**TEXTO FORNECIDO:**
----------
É conhecido o argumento de que o conhecimento científico evolui ao longo do tempo de forma cumulativa, tornando o seu estágio atual sempre mais avançado do que em qualquer época do passado. Aceito esse argumento sem ressalvas, e levando em conta a escassez do tempo e a competitividade profissional, não deveria surpreender que o estudo da história dessas ciências, a maioria das vezes remontando a séculos, seja visto como pouco relevante.
Esse fenômeno ajuda a explicar por que grande parte das universidades não inclui disciplinas obrigatórias sobre a história do pensamento científico em seus currículos, tanto nos cursos de graduação quanto nos de pós-graduação. Mesmo após concluírem seus estudos universitários, muitos cientistas continuam indiferentes à história da ciência à qual se dedicam profissionalmente.
Ao longo das últimas décadas, a teoria econômica tem revelado uma tendência peculiar: nos cursos de graduação e pós-graduação das universidades, as disciplinas obrigatórias sobre História do Pensamento Econômico permanecem relativamente escassas. No entanto, há um crescimento significativo no número de associações, artigos, livros e conferências dedicadas ao tema. Essa tendência é particularmente destacada em relação à obra de Adam Smith, o filósofo escocês do século XVIII amplamente reconhecido como o fundador da moderna Teoria Econômica ou Economia Política.
A história do pensamento econômico é útil, não apenas por contribuir para o desenvolvimento de habilidades teóricas. Mas principalmente porque influencia uma compreensão mais ampla da disciplina – incluindo seu potencial, suas realizações e suas limitações. Há argumentos sólidos a favor de um maior enfoque na história do pensamento econômico no estudo da Economia moderna, mesmo preservando a ênfase na engenharia econômica, e a importância auxiliar da matemática e da econometria.
----------
**ENUNCIADO 1:**
Segundo o texto sobre a história do pensamento econômico, quem é amplamente reconhecido como o fundador da moderna Teoria Econômica ou Economia Política?
**ENUNCIADO 2:**
Prolongue o texto sobre a história do pensamento econômico a partir do ponto em que ele termina.
Os dados não têm papel algum nesta tarefa.

**LINHAS DE DADOS:**
----------
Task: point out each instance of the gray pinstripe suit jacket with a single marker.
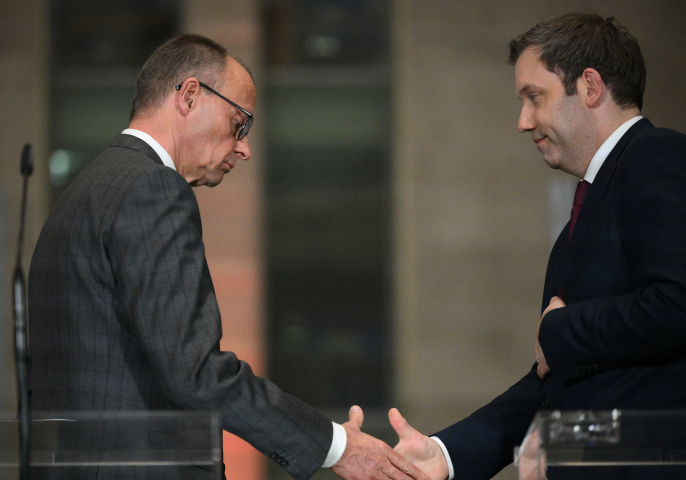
(123, 314)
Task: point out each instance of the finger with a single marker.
(356, 417)
(404, 469)
(400, 425)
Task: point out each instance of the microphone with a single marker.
(27, 160)
(21, 345)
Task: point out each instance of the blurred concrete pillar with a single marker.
(232, 219)
(24, 50)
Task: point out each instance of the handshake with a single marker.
(416, 456)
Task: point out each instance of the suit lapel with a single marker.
(592, 202)
(135, 143)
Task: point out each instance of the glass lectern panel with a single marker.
(605, 438)
(116, 439)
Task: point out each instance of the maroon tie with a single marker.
(579, 195)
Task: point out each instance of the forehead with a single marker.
(531, 74)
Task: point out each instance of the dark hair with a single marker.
(573, 42)
(181, 57)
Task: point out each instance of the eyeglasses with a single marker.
(245, 128)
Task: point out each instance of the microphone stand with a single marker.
(21, 344)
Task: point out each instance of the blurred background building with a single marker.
(386, 244)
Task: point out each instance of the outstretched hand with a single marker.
(418, 449)
(366, 458)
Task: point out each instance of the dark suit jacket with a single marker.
(123, 314)
(621, 341)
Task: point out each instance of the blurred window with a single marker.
(328, 201)
(98, 48)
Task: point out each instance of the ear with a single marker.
(186, 96)
(591, 87)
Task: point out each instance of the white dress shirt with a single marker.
(340, 439)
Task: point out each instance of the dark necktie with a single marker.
(579, 195)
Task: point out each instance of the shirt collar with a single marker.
(159, 150)
(606, 148)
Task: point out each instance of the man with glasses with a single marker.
(123, 311)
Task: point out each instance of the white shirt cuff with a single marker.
(451, 472)
(340, 439)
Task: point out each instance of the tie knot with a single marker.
(580, 194)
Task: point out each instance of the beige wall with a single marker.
(472, 202)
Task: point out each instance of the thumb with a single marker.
(356, 417)
(400, 425)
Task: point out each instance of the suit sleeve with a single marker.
(647, 325)
(483, 444)
(167, 301)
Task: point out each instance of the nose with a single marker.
(242, 149)
(526, 122)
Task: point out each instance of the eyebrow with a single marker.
(526, 89)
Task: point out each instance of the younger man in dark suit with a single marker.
(122, 307)
(612, 332)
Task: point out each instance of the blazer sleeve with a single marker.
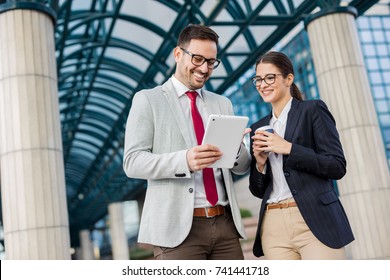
(324, 156)
(139, 161)
(258, 182)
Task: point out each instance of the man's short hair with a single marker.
(196, 31)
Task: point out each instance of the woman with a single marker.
(293, 170)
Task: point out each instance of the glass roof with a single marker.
(107, 50)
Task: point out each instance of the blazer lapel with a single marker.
(170, 94)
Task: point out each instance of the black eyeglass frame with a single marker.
(259, 79)
(215, 62)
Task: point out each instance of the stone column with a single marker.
(120, 248)
(32, 172)
(344, 86)
(86, 245)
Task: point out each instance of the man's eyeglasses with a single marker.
(269, 79)
(198, 60)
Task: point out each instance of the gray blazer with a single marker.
(156, 142)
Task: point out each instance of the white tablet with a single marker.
(225, 132)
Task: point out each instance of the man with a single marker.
(190, 211)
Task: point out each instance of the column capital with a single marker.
(329, 11)
(48, 7)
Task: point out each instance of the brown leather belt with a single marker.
(281, 205)
(209, 212)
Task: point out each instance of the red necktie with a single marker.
(208, 173)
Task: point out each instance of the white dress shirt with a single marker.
(280, 190)
(200, 196)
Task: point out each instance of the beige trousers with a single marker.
(286, 236)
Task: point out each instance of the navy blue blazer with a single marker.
(316, 159)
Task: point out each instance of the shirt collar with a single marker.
(181, 89)
(283, 115)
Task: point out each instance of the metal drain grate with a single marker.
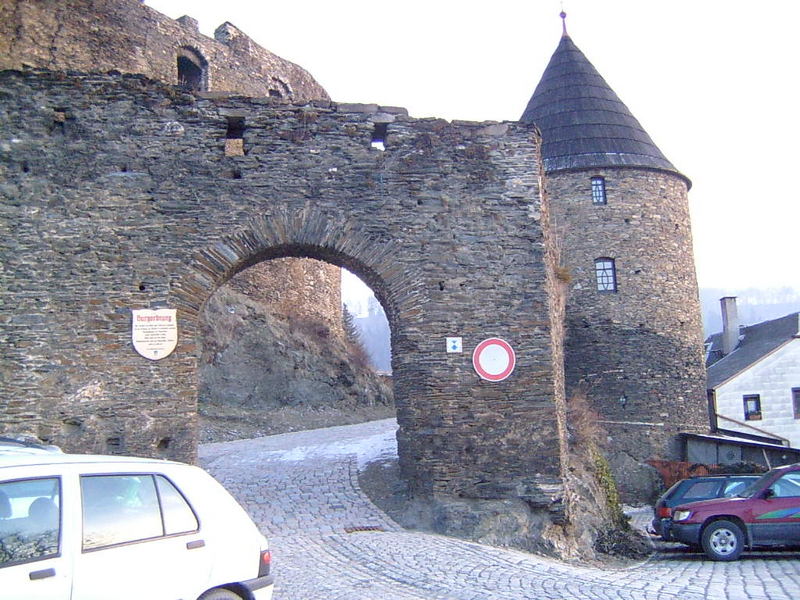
(361, 528)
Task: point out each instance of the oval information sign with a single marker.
(493, 359)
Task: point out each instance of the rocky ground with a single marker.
(380, 479)
(224, 423)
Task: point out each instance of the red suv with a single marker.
(766, 513)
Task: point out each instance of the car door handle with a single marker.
(43, 574)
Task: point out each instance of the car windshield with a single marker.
(754, 487)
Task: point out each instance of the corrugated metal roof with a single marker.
(755, 342)
(583, 122)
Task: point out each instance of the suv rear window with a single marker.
(118, 509)
(29, 520)
(702, 490)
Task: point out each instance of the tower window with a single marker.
(598, 190)
(606, 273)
(752, 407)
(379, 136)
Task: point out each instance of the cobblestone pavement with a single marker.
(330, 542)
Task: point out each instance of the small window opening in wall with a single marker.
(113, 445)
(379, 135)
(59, 120)
(752, 407)
(163, 445)
(606, 272)
(192, 70)
(234, 137)
(598, 190)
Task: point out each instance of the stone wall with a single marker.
(117, 193)
(127, 36)
(643, 342)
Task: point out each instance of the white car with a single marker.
(82, 527)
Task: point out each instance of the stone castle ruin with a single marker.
(131, 179)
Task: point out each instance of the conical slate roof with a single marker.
(583, 122)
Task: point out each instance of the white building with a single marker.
(754, 377)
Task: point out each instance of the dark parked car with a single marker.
(767, 513)
(702, 487)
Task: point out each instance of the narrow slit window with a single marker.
(192, 70)
(234, 137)
(598, 190)
(752, 407)
(606, 273)
(59, 120)
(379, 136)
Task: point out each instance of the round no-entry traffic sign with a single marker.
(493, 359)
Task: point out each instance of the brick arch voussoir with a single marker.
(305, 233)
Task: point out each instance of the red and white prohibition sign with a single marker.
(493, 359)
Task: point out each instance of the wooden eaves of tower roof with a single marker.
(583, 122)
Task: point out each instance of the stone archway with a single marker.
(448, 224)
(278, 248)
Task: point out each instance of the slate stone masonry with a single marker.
(117, 194)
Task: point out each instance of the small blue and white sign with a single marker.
(454, 345)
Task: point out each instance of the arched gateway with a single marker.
(125, 194)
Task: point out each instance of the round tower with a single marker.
(620, 210)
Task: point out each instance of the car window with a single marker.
(700, 490)
(733, 487)
(178, 515)
(30, 520)
(119, 509)
(787, 486)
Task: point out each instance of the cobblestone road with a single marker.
(330, 542)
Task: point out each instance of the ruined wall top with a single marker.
(127, 36)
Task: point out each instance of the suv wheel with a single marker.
(723, 540)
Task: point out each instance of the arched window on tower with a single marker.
(598, 190)
(606, 272)
(192, 70)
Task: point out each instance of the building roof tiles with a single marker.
(583, 122)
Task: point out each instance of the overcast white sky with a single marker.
(714, 82)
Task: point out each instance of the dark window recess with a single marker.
(234, 137)
(190, 76)
(598, 190)
(606, 273)
(752, 407)
(379, 135)
(192, 70)
(59, 120)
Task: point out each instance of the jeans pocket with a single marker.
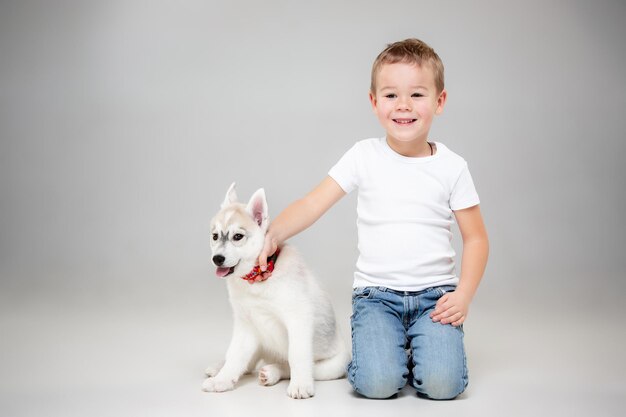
(363, 293)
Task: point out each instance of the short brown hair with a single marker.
(409, 51)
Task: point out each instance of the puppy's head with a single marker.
(238, 233)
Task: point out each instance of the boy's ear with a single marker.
(441, 101)
(231, 195)
(257, 207)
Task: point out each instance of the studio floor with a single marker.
(88, 352)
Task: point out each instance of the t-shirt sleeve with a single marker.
(345, 172)
(464, 193)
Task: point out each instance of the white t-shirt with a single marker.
(405, 213)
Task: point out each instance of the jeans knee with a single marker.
(441, 387)
(377, 389)
(376, 386)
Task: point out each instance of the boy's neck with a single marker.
(415, 149)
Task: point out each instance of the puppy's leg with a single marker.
(301, 359)
(331, 368)
(272, 373)
(241, 351)
(213, 370)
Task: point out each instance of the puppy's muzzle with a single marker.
(219, 260)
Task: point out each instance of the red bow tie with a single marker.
(256, 271)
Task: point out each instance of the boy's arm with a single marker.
(452, 308)
(298, 216)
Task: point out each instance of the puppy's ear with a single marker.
(257, 207)
(231, 196)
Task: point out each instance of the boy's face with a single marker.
(405, 102)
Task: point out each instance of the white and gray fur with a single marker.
(287, 322)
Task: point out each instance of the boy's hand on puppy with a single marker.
(451, 308)
(269, 248)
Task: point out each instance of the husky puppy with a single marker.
(287, 322)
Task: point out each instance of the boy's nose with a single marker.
(404, 104)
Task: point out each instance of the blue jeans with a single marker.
(394, 341)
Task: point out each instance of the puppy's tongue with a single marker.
(222, 272)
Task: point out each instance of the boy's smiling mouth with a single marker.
(404, 121)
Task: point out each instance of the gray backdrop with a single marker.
(122, 123)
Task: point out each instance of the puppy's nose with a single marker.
(218, 260)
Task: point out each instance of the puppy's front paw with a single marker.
(217, 385)
(299, 390)
(269, 375)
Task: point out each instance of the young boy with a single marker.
(408, 303)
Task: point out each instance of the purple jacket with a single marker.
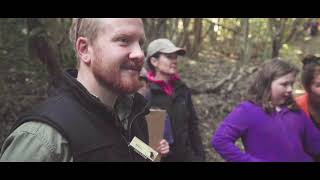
(282, 136)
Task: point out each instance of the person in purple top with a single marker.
(270, 124)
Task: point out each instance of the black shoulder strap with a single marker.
(74, 124)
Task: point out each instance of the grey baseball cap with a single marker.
(163, 46)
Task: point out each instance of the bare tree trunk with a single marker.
(278, 36)
(245, 42)
(197, 41)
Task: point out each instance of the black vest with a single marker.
(93, 132)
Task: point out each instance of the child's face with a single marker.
(281, 89)
(315, 86)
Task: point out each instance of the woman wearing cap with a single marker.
(168, 92)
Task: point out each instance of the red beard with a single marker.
(115, 78)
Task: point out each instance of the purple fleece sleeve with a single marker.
(233, 127)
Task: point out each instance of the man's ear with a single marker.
(82, 46)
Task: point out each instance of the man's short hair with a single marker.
(84, 27)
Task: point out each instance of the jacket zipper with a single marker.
(130, 126)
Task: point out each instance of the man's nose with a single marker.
(137, 53)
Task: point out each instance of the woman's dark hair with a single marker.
(260, 91)
(311, 68)
(149, 64)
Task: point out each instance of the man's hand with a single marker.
(163, 149)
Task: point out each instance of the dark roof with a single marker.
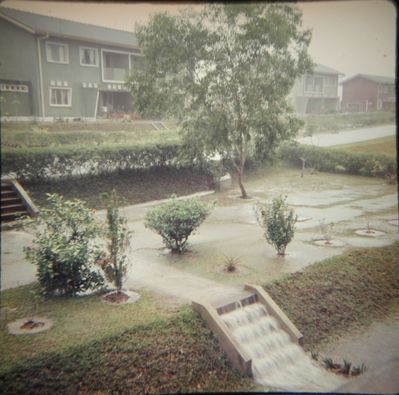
(321, 69)
(375, 78)
(42, 24)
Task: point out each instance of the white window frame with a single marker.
(119, 52)
(60, 44)
(96, 64)
(60, 88)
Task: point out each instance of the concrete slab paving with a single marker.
(232, 231)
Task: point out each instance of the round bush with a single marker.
(175, 220)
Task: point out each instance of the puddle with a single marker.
(369, 233)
----------
**RESPOSTA FINAL 1:**
Adam Smith, o filósofo escocês do século XVIII.

**RESPOSTA FINAL 2:**
A Relevância Contemporânea da Obra de Adam Smith
Segundo Knud Haakonssen, um dos mais respeitados estudiosos contemporâneos da obra de Smith:
Adam Smith não é somente o pai da economia política, como os especialistas nunca se cansam de enfatizar; ele é muito mais que isso. Suas ideias econômicas, sua crítica contra os mercantilistas, e suas implicações sobre o papel dos governos não são o que a ortodoxia acadêmica tem argumentado e precisam ser reinterpretadas. A. Smith pode ser transformado num ativo participante em debates morais contemporâneos sobre assuntos que vão, desde Rawls, a ambientalismo, à ética da virtude, a teorias sobre ´moral luck´. … Nas mãos de Smith a Filosofia Moral é em primeiro lugar uma grande teoria antropológica dentro da qual linguagem e literatura, artes e ciências, política e leis, e, é claro, Economia, devem ser estudadas com o objetivo de estabelecer empiricamente – principalmente historicamente – o equilíbrio entre natureza e cultura. Porém, durante a maior parte dos dois séculos e meio desde que ele começou a ensinar e publicar, a nossa compreensão de Smith tem sido severamente embaraçada por limites disciplinares estreitos.
Maria Pia Paganelli complementa esse tipo de visão ao afirmar:
Compartilhamos com os escoceses do século 18 as preocupações sobre a compreensão dos seres humanos, a natureza humana, a sociabilidade, o desenvolvimento moral, nossa capacidade de entender a natureza e seu possível criador, e sobre as possibilidades de usar nosso conhecimento para melhorar nosso ambiente e padrões de vida. À medida que nossas disciplinas evoluem, os estudos de Smith e do Iluminismo escocês evoluem com elas. Smith e os escoceses continuam sendo nossos interlocutores. David Levy me disse uma vez: “Adam Smith ainda é nosso colega. Ele não está no escritório, mas está no final do corredor”. A literatura recente sobre Adam Smith e o Iluminismo escocês mostra que Levy está certo.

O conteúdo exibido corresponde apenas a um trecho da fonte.